Stored data:
########

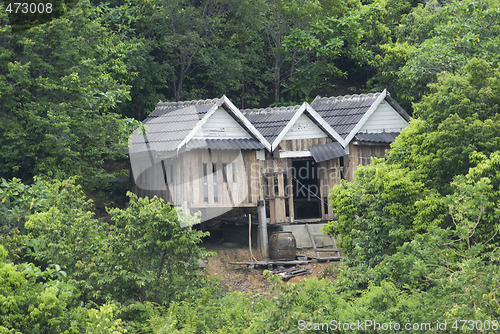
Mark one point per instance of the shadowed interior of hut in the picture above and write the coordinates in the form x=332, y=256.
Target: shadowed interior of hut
x=306, y=194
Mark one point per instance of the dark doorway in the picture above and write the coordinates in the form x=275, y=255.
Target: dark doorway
x=306, y=195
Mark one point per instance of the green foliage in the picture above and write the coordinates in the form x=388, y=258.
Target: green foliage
x=149, y=255
x=60, y=82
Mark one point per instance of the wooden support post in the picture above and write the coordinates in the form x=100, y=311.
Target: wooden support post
x=261, y=211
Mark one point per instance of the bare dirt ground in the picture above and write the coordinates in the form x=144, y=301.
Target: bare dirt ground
x=247, y=279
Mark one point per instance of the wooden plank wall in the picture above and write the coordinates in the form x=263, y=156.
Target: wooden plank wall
x=220, y=178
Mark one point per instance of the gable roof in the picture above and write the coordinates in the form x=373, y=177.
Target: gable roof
x=347, y=114
x=271, y=121
x=274, y=123
x=173, y=124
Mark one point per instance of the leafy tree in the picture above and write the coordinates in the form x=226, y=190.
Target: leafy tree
x=36, y=301
x=60, y=82
x=436, y=38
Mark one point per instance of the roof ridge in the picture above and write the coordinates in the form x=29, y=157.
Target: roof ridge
x=270, y=109
x=345, y=97
x=182, y=104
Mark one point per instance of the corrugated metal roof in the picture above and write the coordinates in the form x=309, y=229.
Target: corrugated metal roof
x=384, y=137
x=344, y=112
x=224, y=144
x=270, y=121
x=169, y=124
x=327, y=152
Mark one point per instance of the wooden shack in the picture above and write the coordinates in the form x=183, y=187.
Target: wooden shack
x=209, y=156
x=314, y=147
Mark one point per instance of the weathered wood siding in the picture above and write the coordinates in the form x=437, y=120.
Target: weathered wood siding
x=220, y=178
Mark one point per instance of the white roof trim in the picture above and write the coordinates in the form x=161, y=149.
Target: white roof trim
x=287, y=128
x=324, y=125
x=246, y=122
x=198, y=126
x=365, y=117
x=295, y=154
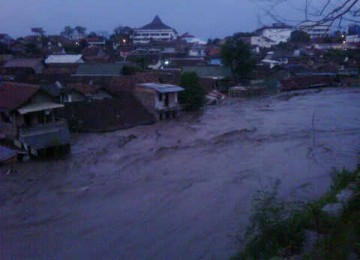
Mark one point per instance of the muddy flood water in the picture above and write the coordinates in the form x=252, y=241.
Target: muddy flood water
x=177, y=189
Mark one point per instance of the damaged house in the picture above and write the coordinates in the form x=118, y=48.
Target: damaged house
x=27, y=118
x=160, y=99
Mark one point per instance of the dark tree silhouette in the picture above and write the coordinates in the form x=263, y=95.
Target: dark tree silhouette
x=325, y=12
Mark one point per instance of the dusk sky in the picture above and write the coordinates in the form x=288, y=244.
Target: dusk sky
x=203, y=18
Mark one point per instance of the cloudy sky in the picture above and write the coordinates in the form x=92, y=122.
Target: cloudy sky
x=203, y=18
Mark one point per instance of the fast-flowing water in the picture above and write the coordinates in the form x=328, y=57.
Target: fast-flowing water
x=178, y=189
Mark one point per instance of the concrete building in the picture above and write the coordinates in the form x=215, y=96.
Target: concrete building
x=160, y=99
x=314, y=30
x=276, y=33
x=156, y=31
x=27, y=118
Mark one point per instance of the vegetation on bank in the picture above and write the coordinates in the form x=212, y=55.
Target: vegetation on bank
x=281, y=229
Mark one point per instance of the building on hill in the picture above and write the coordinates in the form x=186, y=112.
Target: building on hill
x=156, y=31
x=23, y=66
x=64, y=59
x=276, y=33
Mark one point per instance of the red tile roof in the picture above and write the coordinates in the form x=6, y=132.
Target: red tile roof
x=14, y=95
x=23, y=63
x=85, y=89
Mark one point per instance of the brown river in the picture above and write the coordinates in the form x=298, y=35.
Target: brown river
x=178, y=189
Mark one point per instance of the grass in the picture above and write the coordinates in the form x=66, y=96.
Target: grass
x=278, y=228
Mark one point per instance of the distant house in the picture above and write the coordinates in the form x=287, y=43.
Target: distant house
x=181, y=62
x=5, y=39
x=277, y=32
x=210, y=77
x=96, y=41
x=100, y=70
x=315, y=30
x=64, y=59
x=259, y=42
x=197, y=51
x=22, y=69
x=76, y=92
x=156, y=31
x=27, y=118
x=88, y=91
x=214, y=72
x=95, y=55
x=160, y=99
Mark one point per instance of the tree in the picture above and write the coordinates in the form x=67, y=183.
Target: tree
x=68, y=31
x=319, y=13
x=123, y=30
x=80, y=29
x=238, y=56
x=299, y=37
x=194, y=94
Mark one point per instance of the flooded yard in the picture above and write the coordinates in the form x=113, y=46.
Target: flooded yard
x=177, y=189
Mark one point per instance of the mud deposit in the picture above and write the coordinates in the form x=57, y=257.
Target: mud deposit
x=179, y=189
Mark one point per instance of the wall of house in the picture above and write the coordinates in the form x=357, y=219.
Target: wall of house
x=7, y=126
x=148, y=98
x=144, y=36
x=102, y=94
x=106, y=115
x=277, y=35
x=73, y=96
x=41, y=97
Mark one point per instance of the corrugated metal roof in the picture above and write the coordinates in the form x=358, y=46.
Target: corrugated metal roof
x=64, y=59
x=47, y=137
x=23, y=63
x=38, y=107
x=162, y=88
x=111, y=69
x=156, y=24
x=14, y=95
x=209, y=71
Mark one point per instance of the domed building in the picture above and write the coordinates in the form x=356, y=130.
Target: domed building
x=156, y=30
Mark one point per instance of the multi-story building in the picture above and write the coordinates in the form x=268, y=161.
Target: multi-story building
x=156, y=31
x=276, y=33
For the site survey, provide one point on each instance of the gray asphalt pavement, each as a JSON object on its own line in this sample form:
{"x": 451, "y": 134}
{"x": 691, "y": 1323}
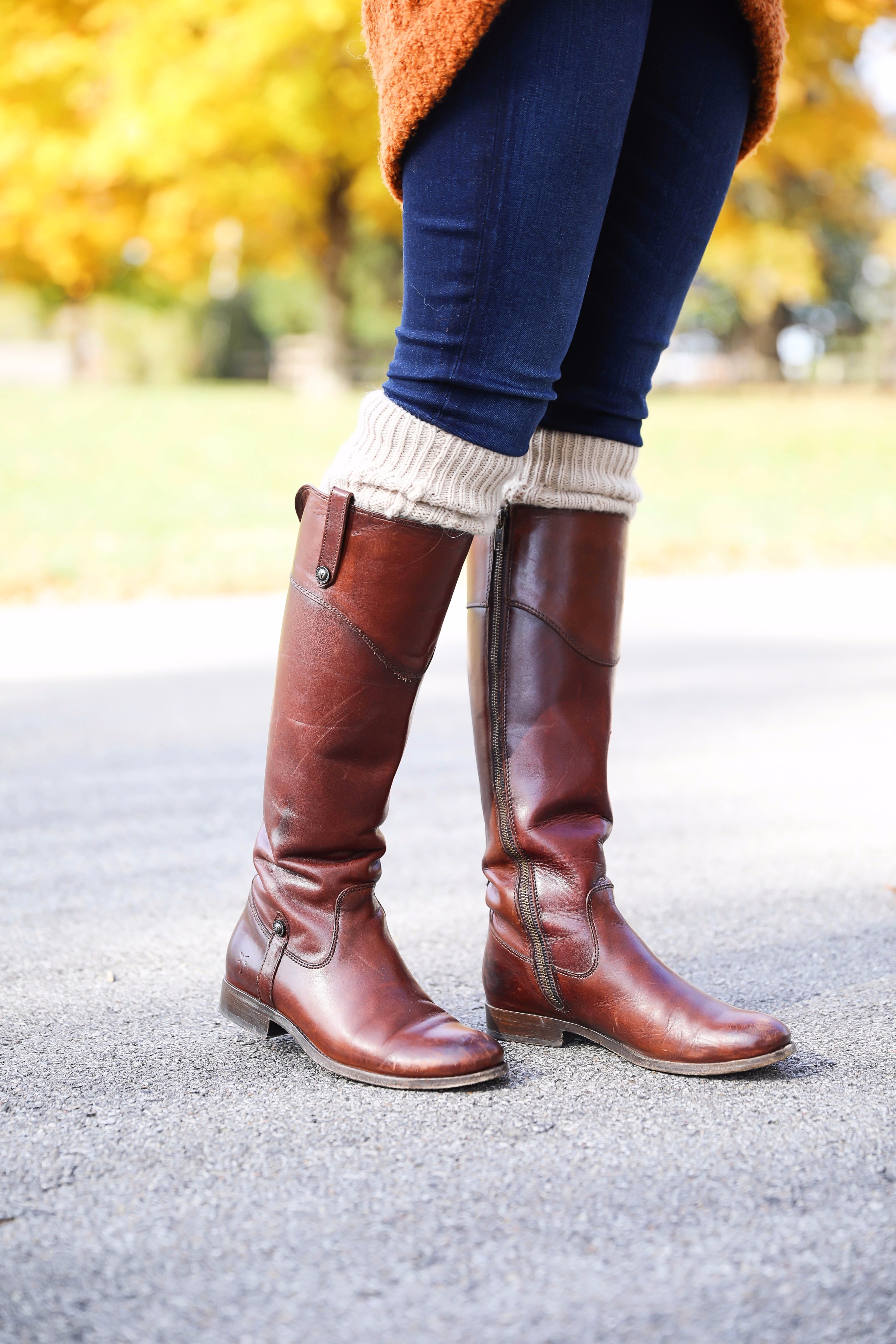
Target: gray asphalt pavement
{"x": 167, "y": 1179}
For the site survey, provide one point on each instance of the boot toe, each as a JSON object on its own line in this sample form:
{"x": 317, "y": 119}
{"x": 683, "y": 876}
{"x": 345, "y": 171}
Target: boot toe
{"x": 445, "y": 1049}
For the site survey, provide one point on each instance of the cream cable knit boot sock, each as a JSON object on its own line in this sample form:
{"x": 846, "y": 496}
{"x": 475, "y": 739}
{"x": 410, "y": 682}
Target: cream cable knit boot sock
{"x": 576, "y": 471}
{"x": 400, "y": 467}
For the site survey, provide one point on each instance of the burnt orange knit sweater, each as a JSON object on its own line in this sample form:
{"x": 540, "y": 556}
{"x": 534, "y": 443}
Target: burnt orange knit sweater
{"x": 416, "y": 49}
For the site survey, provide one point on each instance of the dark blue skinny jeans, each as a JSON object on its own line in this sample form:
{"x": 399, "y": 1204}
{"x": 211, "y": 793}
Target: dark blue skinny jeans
{"x": 557, "y": 206}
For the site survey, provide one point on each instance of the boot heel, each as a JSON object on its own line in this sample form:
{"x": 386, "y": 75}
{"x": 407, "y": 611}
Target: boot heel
{"x": 248, "y": 1012}
{"x": 524, "y": 1027}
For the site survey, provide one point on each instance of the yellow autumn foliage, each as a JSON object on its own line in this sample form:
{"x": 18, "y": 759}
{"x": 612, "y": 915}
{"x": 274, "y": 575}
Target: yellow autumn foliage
{"x": 158, "y": 119}
{"x": 805, "y": 191}
{"x": 123, "y": 119}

########

Assignment: Print the material in full and exactly; the pictures must not be printed.

Your response:
Mark one point per instance of the shadowed interior of hut in the picture above and write the coordinates in the form x=332, y=256.
Target: shadowed interior of hut
x=306, y=194
Mark one point per instance of the dark doorway in the picture above and write the coordinates in the form x=275, y=255.
Target: dark doorway
x=306, y=195
Mark one point per instance of the green foliage in the picture above and write the coordinates in the form x=388, y=258.
Target: green foliage
x=149, y=255
x=60, y=82
Mark one point per instance of the wooden support post in the picture above and write the coordinates in the form x=100, y=311.
Target: wooden support post
x=261, y=211
Mark one point per instance of the bare dirt ground in the picture above and write the coordinates in the form x=144, y=301.
Target: bare dirt ground
x=247, y=279
Mark one point per instance of the wooden plank wall in the picture above and write the coordinates in the form x=263, y=156.
Target: wooden plank wall
x=220, y=178
Mark one point per instance of the gable roof in the picture above and write the coordinates in the form x=373, y=177.
Target: gable roof
x=347, y=114
x=271, y=121
x=274, y=123
x=173, y=124
Mark one point per instance of the leafy tree in the picture above and write the coordinates in the form x=226, y=190.
Target: leafy tree
x=36, y=301
x=60, y=82
x=436, y=38
Mark one point per instance of the roof ridge in the picture above and write the coordinates in the form x=29, y=157.
Target: roof ridge
x=270, y=109
x=345, y=97
x=182, y=104
Mark one point per instance of the corrugated metal roof in the picture above and write the coordinates in the form x=309, y=229.
Target: corrugated metal roof
x=384, y=137
x=344, y=112
x=224, y=144
x=270, y=121
x=169, y=124
x=327, y=152
Mark one point per instance of the wooden shack in the picture above and write the coordinates in the form x=183, y=187.
Target: wooden shack
x=209, y=156
x=314, y=147
Mark one point per instance of the weathered wood siding in the picture above and write the coordinates in the form x=437, y=120.
Target: weathered wood siding
x=220, y=178
Mark one point per instance of the white roof trim in the picture above and write the coordinates in the form x=161, y=149.
Target: white roof trim
x=287, y=128
x=324, y=125
x=246, y=122
x=198, y=126
x=365, y=117
x=295, y=154
Mark one point per instance of the muddy flood water in the picture above and write the coordinates in the form x=252, y=241.
Target: muddy flood water
x=177, y=189
Mark one point per instance of the damaged house in the picture above and write the coordinates in the form x=118, y=48.
Target: damaged house
x=27, y=118
x=160, y=99
Mark one point per instance of the dark tree silhouette in the picture above and write the coordinates in the form x=263, y=95.
Target: dark tree silhouette
x=325, y=12
Mark one point per instance of the dusk sky in the picture above and write the coordinates in the form x=288, y=244.
Target: dusk sky
x=203, y=18
Mark one point per instance of the cloudy sky in the picture above and write the coordinates in the form x=92, y=122.
Target: cloudy sky
x=203, y=18
Mark one point per instance of the fast-flowing water in the picture above and write the coordinates in the form x=328, y=57.
Target: fast-flowing water
x=178, y=189
Mark one point per instance of the concrete building in the picture above and write the coordinates in the form x=215, y=96.
Target: concrete building
x=160, y=99
x=314, y=30
x=276, y=33
x=156, y=31
x=27, y=118
Mark one point per instance of the vegetation on bank in the picture above and write the coordinates in the form x=212, y=55.
Target: vegetation on bank
x=281, y=229
Mark one point per instance of the building on hill in the picture above and write the coordinates in the form x=186, y=112.
Target: building on hill
x=156, y=31
x=23, y=66
x=64, y=59
x=276, y=33
Mark one point per instance of the red tile roof in the picture above and write the coordinates in the form x=6, y=132.
Target: red tile roof
x=14, y=95
x=23, y=63
x=85, y=89
Mark one point per instance of the brown river in the picture above and write the coordinates in the form x=298, y=35.
Target: brown river
x=178, y=189
Mark one point per instance of the grass in the picture above and write the coordinates in the form x=66, y=96.
Target: grass
x=278, y=228
Mark one point per instance of the distant house in the picture above and write the coordinates in the form x=287, y=43.
Target: distant house
x=181, y=62
x=5, y=39
x=277, y=32
x=210, y=77
x=96, y=41
x=100, y=70
x=315, y=30
x=64, y=59
x=259, y=42
x=197, y=51
x=22, y=69
x=76, y=92
x=156, y=31
x=27, y=118
x=88, y=91
x=214, y=72
x=95, y=55
x=160, y=99
Mark one point per instance of the tree in the picture above and write the coordinates in the form x=67, y=183.
Target: tree
x=68, y=31
x=319, y=13
x=123, y=30
x=80, y=29
x=238, y=56
x=299, y=37
x=194, y=94
Mark one point per instance of the flooded yard in the picture above and write the coordinates in the form x=113, y=46.
Target: flooded yard
x=177, y=189
Mark one point per instance of the mud deposit in the picture above and write the coordinates in the form x=57, y=257.
Target: mud deposit
x=179, y=189
Mark one point per instance of the wall of house in the picture above and write the coordinates in the form x=357, y=219.
Target: wall of house
x=7, y=126
x=148, y=98
x=144, y=36
x=102, y=94
x=106, y=115
x=277, y=35
x=73, y=96
x=41, y=97
Mark one point per instance of the corrugated metal roof in the picture above and write the coordinates in the form x=358, y=46.
Target: corrugated metal roof
x=64, y=59
x=47, y=137
x=23, y=63
x=38, y=107
x=162, y=88
x=111, y=69
x=156, y=24
x=14, y=95
x=209, y=71
Mark one point per instance of the domed building in the picture above and write the coordinates in the form x=356, y=130.
Target: domed building
x=156, y=30
Mark one point per instance of the multi-story building in the picture above and write the coordinates in the form x=268, y=161.
Target: multi-story building
x=156, y=31
x=276, y=33
For the site survey, provide one point on each instance of the gray asphalt pavement, each as a JSON object on its own line in this sample form:
{"x": 451, "y": 134}
{"x": 691, "y": 1323}
Target: gray asphalt pavement
{"x": 167, "y": 1179}
For the site survey, provide one point on each instance of the boot toe, each as a JSON object on its own line in this sample form:
{"x": 317, "y": 119}
{"x": 683, "y": 876}
{"x": 345, "y": 171}
Target: boot toe
{"x": 445, "y": 1049}
For the site survey, provide one point on each instance of the cream cable knit boot sock, each as a JSON object on its own line in this sample form:
{"x": 846, "y": 496}
{"x": 475, "y": 739}
{"x": 410, "y": 682}
Target: cream cable knit boot sock
{"x": 576, "y": 471}
{"x": 400, "y": 467}
For the site survey, provide one point on each instance of the burnt orange knit sweater, each as a JSON object on its own line in this sample form:
{"x": 540, "y": 556}
{"x": 534, "y": 443}
Target: burnt orange knit sweater
{"x": 416, "y": 49}
For the site survey, provide one point on each instance of the dark blue skinny jeans, each as a JSON object on its own line in this sample form:
{"x": 399, "y": 1204}
{"x": 211, "y": 793}
Target: dark blue skinny jeans
{"x": 557, "y": 206}
For the site survey, provide one point on each instance of the boot heel, each as a JSON object on its own line in this sample form:
{"x": 386, "y": 75}
{"x": 407, "y": 611}
Target: boot heel
{"x": 248, "y": 1012}
{"x": 524, "y": 1027}
For the site survey, provide one point on each instance of the yellow autumn foliage, each as a JSON object on its own line in this sample form:
{"x": 18, "y": 759}
{"x": 612, "y": 915}
{"x": 274, "y": 575}
Target: yellow autumn foliage
{"x": 158, "y": 119}
{"x": 805, "y": 191}
{"x": 123, "y": 119}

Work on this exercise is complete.